begin Page excerpt

Curating chaos

It’s all very well sitting in an office and planning something to within an inch of its life – which is what we did – but you need to try things out to really learn and plan properly. In theory the value chain we have created works like this:

  1. We create a desirable product – an anti-diarrhoea kit – the Kit Yamoyo
  2. We price it at a level that people can afford
  3. We engage promoters to raise awareness and market it like mad 
  4. We give vouchers to promoters, they activate them and give them to mothers
  5. Mothers take activated vouchers to our trained retailers and exchange them for a Kit Yamoyo so that they can try it for the first time at no cost
  6. Retailers are trained and primed so they buy kits from wholesalers in anticipation of demand
  7. Retailers sell the kits for cash, or exchange them for vouchers
  8. Retailers redeem the vouchers they collect on their phone
  9. Retailers’ stocks run low so they go to the district town to buy more supplies
  10. When in the district town they can withdraw the cash they have earned through the redemption of vouchers and use this to buy more supplies for their shop
  11. They buy more kits from the wholesaler

In practice it’s more like this:

  1. We create a desirable product – an anti-diarrhoea kit – the Kit Yamoyo
  2. We price it at a level that people can afford
  3. We engage promoters to raise awareness and market it like mad 
  4. So far, so good
  5. We give vouchers to promoters; some of them have difficulty using the activation system. They may have lost their phone or forgotten their ID or password. Or they may have simply forgotten how to use the system. There may have been a delay in getting them onto the system, so significant numbers of promoters ask others to activate their vouchers for them or distribute non-activated vouchers. Bang goes the idea of being able to accurately track the effectiveness of different promoters.

end Page excerpt
begin Provided data

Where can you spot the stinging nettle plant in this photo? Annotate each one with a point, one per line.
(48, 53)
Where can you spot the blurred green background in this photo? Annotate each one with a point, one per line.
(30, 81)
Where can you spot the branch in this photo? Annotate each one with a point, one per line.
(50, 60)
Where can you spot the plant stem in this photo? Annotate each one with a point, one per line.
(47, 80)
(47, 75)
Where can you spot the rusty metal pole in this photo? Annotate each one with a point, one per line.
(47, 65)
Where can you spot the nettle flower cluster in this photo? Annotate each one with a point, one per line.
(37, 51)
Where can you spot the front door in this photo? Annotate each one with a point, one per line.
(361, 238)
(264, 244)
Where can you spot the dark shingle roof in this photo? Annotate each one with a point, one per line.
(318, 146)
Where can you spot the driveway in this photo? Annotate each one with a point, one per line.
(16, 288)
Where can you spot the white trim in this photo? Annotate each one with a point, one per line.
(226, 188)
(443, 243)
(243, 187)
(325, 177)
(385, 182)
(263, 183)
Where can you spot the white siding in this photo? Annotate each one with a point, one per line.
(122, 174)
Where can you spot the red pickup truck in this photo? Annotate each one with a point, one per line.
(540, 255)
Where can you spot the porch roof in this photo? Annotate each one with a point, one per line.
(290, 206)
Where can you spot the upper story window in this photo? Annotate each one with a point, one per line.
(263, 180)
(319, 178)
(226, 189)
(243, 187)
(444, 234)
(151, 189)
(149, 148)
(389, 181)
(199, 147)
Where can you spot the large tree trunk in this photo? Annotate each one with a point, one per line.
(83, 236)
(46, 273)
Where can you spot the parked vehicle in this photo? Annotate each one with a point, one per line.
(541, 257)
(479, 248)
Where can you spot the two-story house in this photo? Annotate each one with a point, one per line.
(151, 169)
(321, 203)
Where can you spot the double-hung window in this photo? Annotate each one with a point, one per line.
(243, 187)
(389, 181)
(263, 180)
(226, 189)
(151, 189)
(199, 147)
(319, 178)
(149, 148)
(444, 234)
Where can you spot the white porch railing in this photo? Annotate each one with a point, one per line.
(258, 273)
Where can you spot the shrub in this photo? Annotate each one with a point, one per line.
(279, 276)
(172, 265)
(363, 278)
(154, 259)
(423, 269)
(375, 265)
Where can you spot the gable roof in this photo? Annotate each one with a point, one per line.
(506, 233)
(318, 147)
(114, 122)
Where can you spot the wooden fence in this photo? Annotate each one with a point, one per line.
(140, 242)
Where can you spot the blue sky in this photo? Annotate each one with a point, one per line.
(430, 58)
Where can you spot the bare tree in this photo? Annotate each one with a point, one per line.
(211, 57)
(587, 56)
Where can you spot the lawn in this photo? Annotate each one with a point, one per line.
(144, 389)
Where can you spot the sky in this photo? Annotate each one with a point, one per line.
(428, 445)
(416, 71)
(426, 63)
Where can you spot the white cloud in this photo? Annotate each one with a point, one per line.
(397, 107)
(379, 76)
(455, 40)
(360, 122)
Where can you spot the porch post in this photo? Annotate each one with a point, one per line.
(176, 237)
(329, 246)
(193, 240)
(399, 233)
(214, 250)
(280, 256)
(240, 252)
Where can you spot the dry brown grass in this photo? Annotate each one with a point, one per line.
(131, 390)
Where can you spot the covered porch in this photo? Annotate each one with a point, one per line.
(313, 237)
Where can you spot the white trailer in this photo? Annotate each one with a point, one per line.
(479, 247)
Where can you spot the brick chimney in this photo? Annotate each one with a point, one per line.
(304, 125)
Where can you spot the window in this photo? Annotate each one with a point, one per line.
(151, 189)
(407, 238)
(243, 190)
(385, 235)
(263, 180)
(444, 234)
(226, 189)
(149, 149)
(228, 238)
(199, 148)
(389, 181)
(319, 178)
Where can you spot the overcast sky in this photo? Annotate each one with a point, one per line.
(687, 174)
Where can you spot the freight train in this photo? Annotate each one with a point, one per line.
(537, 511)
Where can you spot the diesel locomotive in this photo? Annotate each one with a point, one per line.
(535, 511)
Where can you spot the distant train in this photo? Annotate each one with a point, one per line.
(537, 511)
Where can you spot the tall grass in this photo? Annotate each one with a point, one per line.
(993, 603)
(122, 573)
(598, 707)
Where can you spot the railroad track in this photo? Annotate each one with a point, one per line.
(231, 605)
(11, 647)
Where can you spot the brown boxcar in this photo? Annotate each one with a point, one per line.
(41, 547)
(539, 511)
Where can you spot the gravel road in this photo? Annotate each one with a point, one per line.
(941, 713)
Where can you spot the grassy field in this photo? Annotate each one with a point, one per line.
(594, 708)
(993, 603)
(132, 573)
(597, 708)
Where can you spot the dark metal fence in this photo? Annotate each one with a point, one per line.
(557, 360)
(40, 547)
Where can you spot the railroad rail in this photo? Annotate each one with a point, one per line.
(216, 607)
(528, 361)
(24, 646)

end Provided data

● **Direction**
Reproduce the Kit Yamoyo piece from "In practice it’s" to "of different promoters.", substituting "agents" for "promoters" everywhere it occurs.

● **Written answer**
In practice it’s more like this:

  1. We create a desirable product – an anti-diarrhoea kit – the Kit Yamoyo
  2. We price it at a level that people can afford
  3. We engage agents to raise awareness and market it like mad 
  4. So far, so good
  5. We give vouchers to agents; some of them have difficulty using the activation system. They may have lost their phone or forgotten their ID or password. Or they may have simply forgotten how to use the system. There may have been a delay in getting them onto the system, so significant numbers of agents ask others to activate their vouchers for them or distribute non-activated vouchers. Bang goes the idea of being able to accurately track the effectiveness of different agents.